**WHAT IS ASKED:** Collect every line from the records below that contains the string "viewBox", and copy each of those lines in full.

[Segmentation data]
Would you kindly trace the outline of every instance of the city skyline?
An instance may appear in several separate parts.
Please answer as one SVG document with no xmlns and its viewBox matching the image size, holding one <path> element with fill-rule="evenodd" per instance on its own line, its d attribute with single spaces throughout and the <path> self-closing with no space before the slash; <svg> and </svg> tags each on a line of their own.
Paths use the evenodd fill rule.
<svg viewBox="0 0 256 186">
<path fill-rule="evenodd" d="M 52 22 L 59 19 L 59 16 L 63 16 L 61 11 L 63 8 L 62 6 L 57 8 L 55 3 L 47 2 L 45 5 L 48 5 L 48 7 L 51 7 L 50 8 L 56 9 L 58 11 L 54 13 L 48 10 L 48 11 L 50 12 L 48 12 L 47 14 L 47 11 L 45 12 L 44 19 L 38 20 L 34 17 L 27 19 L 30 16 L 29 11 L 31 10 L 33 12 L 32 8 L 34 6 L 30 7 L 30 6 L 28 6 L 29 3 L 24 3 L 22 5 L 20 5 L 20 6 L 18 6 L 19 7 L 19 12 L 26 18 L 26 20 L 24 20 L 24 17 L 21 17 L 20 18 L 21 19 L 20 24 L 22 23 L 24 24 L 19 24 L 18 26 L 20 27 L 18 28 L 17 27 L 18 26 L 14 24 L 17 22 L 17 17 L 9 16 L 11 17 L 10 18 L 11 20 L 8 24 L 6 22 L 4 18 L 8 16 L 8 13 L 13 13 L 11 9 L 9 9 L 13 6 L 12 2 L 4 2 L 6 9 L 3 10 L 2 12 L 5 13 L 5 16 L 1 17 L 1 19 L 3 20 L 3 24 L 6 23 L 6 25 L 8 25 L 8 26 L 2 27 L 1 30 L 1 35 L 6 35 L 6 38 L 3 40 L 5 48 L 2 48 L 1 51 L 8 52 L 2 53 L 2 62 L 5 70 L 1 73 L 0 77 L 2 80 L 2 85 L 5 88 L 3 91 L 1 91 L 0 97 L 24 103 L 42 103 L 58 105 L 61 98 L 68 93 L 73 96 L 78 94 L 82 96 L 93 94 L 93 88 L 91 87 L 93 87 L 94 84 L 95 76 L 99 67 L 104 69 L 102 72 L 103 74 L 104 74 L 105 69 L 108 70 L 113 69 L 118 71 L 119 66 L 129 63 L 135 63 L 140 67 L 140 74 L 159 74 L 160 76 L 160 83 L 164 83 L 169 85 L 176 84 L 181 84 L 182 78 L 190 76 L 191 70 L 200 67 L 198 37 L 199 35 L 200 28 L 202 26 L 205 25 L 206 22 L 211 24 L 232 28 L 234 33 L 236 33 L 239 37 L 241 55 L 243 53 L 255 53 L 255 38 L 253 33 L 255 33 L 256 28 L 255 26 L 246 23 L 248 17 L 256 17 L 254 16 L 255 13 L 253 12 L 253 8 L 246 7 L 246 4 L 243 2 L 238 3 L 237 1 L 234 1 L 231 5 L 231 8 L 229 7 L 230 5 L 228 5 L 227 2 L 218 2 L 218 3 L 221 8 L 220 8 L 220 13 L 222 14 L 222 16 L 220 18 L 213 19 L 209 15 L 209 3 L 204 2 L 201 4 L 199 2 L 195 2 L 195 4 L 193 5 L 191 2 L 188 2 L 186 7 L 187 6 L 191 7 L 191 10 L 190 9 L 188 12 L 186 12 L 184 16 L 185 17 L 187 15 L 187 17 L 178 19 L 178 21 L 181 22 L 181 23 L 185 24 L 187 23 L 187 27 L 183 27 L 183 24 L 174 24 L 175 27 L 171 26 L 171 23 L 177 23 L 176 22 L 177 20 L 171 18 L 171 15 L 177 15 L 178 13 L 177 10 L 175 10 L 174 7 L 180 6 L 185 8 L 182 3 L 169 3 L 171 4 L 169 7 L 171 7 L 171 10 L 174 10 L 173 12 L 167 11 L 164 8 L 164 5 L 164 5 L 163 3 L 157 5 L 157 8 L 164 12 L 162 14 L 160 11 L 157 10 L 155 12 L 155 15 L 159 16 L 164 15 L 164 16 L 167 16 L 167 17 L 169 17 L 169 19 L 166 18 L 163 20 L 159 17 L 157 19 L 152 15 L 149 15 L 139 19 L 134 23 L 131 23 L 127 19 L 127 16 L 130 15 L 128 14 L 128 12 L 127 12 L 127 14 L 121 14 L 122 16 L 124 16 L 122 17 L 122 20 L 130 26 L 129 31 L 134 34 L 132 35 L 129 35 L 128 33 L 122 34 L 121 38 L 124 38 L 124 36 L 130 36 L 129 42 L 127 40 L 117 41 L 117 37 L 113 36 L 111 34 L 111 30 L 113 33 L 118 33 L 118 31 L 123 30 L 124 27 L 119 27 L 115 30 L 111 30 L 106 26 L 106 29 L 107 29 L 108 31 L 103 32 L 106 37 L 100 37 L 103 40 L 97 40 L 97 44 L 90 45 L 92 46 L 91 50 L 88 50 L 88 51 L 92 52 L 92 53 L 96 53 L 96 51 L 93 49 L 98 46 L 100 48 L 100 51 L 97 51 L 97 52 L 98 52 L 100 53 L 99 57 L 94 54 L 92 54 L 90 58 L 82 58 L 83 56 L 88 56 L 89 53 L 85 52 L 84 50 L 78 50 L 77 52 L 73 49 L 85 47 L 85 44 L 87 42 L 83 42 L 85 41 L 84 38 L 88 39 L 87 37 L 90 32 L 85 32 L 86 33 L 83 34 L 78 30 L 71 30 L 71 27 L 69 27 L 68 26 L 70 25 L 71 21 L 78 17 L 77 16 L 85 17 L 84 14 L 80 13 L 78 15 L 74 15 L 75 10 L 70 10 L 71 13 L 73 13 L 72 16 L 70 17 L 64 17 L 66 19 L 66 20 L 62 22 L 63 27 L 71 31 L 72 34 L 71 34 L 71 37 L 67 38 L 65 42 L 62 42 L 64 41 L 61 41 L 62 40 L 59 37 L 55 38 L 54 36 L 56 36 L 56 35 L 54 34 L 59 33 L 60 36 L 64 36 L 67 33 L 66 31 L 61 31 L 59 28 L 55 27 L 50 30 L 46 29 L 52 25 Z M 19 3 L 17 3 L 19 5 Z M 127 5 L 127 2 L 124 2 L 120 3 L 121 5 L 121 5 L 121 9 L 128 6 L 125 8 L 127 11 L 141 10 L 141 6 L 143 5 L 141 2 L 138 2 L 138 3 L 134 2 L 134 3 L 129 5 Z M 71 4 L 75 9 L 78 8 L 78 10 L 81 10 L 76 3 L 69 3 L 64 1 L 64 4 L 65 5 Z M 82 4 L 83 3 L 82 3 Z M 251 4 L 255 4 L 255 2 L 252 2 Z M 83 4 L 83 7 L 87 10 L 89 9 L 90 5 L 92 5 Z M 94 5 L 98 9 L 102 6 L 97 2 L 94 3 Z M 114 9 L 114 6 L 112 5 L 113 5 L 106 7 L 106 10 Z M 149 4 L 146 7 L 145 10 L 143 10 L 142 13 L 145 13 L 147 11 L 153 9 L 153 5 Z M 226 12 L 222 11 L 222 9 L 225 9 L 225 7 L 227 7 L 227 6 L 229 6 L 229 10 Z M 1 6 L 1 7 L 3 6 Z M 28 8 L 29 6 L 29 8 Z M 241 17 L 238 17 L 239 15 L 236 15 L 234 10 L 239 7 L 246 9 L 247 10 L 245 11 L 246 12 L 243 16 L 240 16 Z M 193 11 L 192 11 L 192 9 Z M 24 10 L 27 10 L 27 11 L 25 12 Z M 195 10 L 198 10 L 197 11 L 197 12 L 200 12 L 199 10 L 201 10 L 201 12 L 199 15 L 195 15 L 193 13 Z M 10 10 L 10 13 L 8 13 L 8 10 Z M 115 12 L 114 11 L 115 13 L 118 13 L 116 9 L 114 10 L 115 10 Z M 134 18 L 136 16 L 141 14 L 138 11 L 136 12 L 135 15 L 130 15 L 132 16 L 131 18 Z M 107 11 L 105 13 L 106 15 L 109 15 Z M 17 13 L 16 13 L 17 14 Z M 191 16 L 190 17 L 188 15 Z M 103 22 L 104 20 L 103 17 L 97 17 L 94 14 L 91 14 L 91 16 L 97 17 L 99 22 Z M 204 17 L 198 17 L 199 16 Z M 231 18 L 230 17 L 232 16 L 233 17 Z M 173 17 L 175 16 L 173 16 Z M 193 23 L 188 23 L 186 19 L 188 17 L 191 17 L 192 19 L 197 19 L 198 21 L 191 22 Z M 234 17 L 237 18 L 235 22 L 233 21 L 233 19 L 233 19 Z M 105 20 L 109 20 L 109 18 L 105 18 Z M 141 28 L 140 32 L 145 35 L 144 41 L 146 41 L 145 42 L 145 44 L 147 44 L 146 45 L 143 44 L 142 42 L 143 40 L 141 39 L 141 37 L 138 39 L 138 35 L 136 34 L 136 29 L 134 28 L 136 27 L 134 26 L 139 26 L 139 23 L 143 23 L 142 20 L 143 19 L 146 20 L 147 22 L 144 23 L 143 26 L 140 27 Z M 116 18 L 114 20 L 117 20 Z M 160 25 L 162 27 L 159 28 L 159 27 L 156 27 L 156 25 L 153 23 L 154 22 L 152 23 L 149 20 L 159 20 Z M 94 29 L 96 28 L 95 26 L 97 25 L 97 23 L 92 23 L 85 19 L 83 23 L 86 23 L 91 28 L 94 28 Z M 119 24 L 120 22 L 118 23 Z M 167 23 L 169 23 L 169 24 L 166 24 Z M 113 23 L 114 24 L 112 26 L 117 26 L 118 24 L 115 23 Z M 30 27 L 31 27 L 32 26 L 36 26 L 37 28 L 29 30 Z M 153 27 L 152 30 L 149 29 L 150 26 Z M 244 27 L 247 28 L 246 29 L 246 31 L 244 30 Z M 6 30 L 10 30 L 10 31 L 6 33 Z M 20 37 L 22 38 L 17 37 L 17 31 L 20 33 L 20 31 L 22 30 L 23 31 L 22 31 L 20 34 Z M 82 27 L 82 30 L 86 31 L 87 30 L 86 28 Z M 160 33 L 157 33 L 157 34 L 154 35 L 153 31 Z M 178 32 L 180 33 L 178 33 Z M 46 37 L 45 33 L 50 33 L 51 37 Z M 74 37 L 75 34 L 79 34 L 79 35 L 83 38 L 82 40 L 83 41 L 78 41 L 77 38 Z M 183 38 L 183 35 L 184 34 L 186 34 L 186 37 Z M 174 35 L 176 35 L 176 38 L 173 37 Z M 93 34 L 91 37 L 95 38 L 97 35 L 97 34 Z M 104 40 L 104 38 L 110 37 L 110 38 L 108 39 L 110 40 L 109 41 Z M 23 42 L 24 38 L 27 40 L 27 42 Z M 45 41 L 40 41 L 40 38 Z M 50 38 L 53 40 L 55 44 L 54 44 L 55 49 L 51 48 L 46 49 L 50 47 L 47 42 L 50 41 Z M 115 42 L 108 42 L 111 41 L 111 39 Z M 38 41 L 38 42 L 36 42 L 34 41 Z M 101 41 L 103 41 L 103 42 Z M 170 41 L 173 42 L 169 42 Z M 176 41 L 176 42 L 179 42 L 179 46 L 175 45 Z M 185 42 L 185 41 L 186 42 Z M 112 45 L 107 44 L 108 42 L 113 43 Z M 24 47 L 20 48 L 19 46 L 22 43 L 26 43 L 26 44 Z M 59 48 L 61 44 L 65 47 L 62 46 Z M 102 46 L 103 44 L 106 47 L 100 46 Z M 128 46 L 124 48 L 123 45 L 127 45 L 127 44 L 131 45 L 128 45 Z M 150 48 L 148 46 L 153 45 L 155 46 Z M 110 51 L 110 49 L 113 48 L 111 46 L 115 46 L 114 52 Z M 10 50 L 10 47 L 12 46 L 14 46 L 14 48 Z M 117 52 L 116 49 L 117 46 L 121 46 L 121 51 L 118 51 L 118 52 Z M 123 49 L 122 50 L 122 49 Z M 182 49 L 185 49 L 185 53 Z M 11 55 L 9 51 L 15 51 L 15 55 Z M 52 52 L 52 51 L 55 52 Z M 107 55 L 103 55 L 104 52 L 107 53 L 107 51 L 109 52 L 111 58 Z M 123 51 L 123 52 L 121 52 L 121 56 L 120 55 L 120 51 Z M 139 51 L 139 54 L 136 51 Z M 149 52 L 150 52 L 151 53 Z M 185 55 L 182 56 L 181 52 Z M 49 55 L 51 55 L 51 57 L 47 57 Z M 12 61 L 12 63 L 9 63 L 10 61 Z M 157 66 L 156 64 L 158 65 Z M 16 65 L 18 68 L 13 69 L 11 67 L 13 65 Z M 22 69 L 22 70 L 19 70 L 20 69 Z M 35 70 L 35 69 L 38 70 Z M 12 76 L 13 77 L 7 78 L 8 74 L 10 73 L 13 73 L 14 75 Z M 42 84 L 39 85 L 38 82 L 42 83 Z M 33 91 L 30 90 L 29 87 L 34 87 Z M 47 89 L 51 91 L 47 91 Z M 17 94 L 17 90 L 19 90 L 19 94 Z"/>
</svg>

**WORKED ANSWER:**
Please answer as one SVG document with no xmlns and its viewBox matching the image size, holding one <path> element with fill-rule="evenodd" per instance on its own line, its d attribute with single spaces throughout and the <path> self-closing with no space before the slash; <svg> and </svg> tags each on a line of their own.
<svg viewBox="0 0 256 186">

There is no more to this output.